-- GIVEN PROBLEM --
Please revise the entries below, changing every "one dot per instance" to "one point per instance" and leaving everything else as it is.

-- MATERIAL TO PROCESS --
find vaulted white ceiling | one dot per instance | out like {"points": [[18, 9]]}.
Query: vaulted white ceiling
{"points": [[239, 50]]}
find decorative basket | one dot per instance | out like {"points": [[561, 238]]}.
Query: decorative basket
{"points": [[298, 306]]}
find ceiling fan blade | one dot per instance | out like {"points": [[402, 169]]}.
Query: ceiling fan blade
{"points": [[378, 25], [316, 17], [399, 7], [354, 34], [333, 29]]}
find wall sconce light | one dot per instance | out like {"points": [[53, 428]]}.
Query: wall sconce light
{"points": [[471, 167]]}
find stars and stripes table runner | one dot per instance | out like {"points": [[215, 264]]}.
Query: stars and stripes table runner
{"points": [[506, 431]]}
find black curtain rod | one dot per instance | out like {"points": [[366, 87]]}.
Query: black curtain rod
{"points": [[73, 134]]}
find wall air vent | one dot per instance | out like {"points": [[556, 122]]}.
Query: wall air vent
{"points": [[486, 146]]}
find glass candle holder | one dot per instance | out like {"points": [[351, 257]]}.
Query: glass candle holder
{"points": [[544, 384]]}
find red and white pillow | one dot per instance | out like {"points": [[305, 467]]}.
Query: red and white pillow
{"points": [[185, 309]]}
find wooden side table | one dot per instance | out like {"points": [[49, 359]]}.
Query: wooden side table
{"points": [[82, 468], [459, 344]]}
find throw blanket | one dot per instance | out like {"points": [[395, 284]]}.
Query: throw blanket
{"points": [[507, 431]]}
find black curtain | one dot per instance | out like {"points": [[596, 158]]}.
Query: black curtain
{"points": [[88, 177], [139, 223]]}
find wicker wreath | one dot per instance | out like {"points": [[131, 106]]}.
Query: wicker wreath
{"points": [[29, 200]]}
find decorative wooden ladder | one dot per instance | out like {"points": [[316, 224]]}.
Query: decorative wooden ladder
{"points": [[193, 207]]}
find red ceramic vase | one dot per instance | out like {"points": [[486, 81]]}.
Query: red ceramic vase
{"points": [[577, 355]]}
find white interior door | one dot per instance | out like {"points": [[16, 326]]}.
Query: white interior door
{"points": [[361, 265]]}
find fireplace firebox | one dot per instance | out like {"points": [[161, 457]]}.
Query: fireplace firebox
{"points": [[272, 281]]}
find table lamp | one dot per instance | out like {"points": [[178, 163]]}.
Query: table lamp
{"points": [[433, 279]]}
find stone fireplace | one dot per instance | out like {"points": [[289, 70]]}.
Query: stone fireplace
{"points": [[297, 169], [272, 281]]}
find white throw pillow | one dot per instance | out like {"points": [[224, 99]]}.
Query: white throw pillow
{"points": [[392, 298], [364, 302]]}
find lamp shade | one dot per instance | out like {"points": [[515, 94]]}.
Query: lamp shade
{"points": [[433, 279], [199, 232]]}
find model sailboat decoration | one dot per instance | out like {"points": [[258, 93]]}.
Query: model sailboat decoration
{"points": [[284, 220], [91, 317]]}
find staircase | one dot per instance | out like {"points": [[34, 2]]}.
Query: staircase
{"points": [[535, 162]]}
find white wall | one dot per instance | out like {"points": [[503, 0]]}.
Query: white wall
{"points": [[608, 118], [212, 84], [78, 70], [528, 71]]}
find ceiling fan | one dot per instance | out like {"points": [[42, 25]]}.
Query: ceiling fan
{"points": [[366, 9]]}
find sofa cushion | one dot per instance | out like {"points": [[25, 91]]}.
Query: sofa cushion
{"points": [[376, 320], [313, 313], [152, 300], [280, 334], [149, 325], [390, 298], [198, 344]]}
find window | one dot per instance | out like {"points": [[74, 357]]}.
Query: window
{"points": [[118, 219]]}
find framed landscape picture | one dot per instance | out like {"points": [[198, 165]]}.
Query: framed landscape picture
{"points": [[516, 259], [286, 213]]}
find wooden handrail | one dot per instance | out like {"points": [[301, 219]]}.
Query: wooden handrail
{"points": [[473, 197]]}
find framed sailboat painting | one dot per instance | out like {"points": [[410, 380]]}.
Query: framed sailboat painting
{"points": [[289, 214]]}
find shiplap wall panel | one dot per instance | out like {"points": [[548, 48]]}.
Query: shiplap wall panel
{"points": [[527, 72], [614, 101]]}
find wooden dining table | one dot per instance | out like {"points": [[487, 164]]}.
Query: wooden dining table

-- REPLY TO THE TASK --
find vaulted white ceiling | one point per instance | out like {"points": [[18, 9]]}.
Query: vaulted white ceiling
{"points": [[239, 50]]}
find decorative basket | one point per instance | out like {"points": [[561, 238]]}.
Query: decorative basket
{"points": [[298, 306]]}
find ceiling fan blade | one point per instance | out like {"points": [[402, 169]]}.
Query: ceiling fan blade
{"points": [[378, 25], [316, 17], [399, 7], [354, 34], [333, 29]]}
find wall sconce light | one point per instance | out like {"points": [[53, 428]]}.
Query: wall sconce light
{"points": [[471, 167]]}
find stars and stripes table runner | one point per instance | out like {"points": [[215, 264]]}.
Query: stars and stripes table runner
{"points": [[506, 431]]}
find black curtain rod | one point per instance | out like {"points": [[366, 87]]}.
Query: black curtain rod
{"points": [[73, 134]]}
find wall air vent | one point per instance | out like {"points": [[556, 122]]}.
Query: wall air vent
{"points": [[486, 146]]}
find glass candle holder | one point per instance | out like {"points": [[351, 257]]}.
Query: glass candle holder
{"points": [[544, 384]]}
find red and white pillow | one point per instance | out like {"points": [[305, 467]]}.
Query: red and white pillow
{"points": [[185, 309]]}
find wooden side table | one point per instance | out like {"points": [[49, 359]]}.
Query: wooden side table
{"points": [[82, 468], [459, 344]]}
find throw blanket | one point per instance | out like {"points": [[395, 284]]}.
Query: throw blanket
{"points": [[507, 431]]}
find black curtain | one point per instance | out like {"points": [[596, 158]]}.
Query: black curtain
{"points": [[88, 177], [139, 223]]}
find wicker wreath | one point per instance | out like {"points": [[131, 106]]}.
Query: wicker wreath
{"points": [[29, 200]]}
find decorative wooden ladder | one point per instance | out like {"points": [[316, 224]]}.
Query: decorative wooden ladder
{"points": [[193, 207]]}
find red ceramic vase | one point per instance | out like {"points": [[486, 81]]}.
Query: red ceramic vase
{"points": [[577, 355]]}
find white interior door | one point per instance | out like {"points": [[16, 326]]}.
Query: white interior door
{"points": [[361, 265]]}
find fireplace firebox | one point per instance | out like {"points": [[161, 457]]}.
Query: fireplace firebox
{"points": [[272, 281]]}
find table lamp | one point per instance | out like {"points": [[178, 163]]}.
Query: table lamp
{"points": [[433, 279]]}
find stone fireplace | one point per instance | out like {"points": [[289, 70]]}.
Query: stone fireplace
{"points": [[297, 169], [272, 281]]}
find white throw pillow | one point per instance | out like {"points": [[224, 99]]}.
Query: white throw pillow
{"points": [[392, 298], [364, 302]]}
find lamp shade | one point per instance | out like {"points": [[515, 94]]}.
Query: lamp shade
{"points": [[433, 279], [199, 232]]}
find model sailboat decoration | one point per instance | out like {"points": [[258, 93]]}.
Query: model sailboat decoration
{"points": [[284, 220], [91, 317]]}
find staircase | one point per instance | out like {"points": [[34, 2]]}.
Query: staircase
{"points": [[535, 162]]}
find white wall | one point per instance | out like {"points": [[503, 0]]}.
Query: white wall
{"points": [[608, 118], [212, 84], [78, 70], [528, 71]]}
find ceiling fan | one point per instance | out like {"points": [[42, 25]]}.
Query: ceiling fan
{"points": [[366, 9]]}
find sofa cushion | one point per instance | out like {"points": [[25, 91]]}.
Query: sofa cushion
{"points": [[376, 320], [313, 313], [152, 300], [280, 334], [149, 325], [390, 298], [198, 344]]}
find window | one point per instance | out like {"points": [[74, 357]]}.
Query: window
{"points": [[118, 219]]}
find framed landscape picture | one point per instance | out like {"points": [[198, 165]]}.
Query: framed landscape picture
{"points": [[516, 259], [286, 213]]}
find wooden handrail | one point per instance | out like {"points": [[301, 219]]}.
Query: wooden handrail
{"points": [[473, 197]]}
find framed sailboat painting | one point per instance | out like {"points": [[410, 380]]}.
Query: framed sailboat painting
{"points": [[289, 214]]}
find shiplap wall panel | one point per instance | out like {"points": [[548, 48]]}.
Query: shiplap wall panel
{"points": [[527, 72], [614, 101]]}
find wooden dining table | one point per instance | out like {"points": [[487, 164]]}.
Query: wooden dining table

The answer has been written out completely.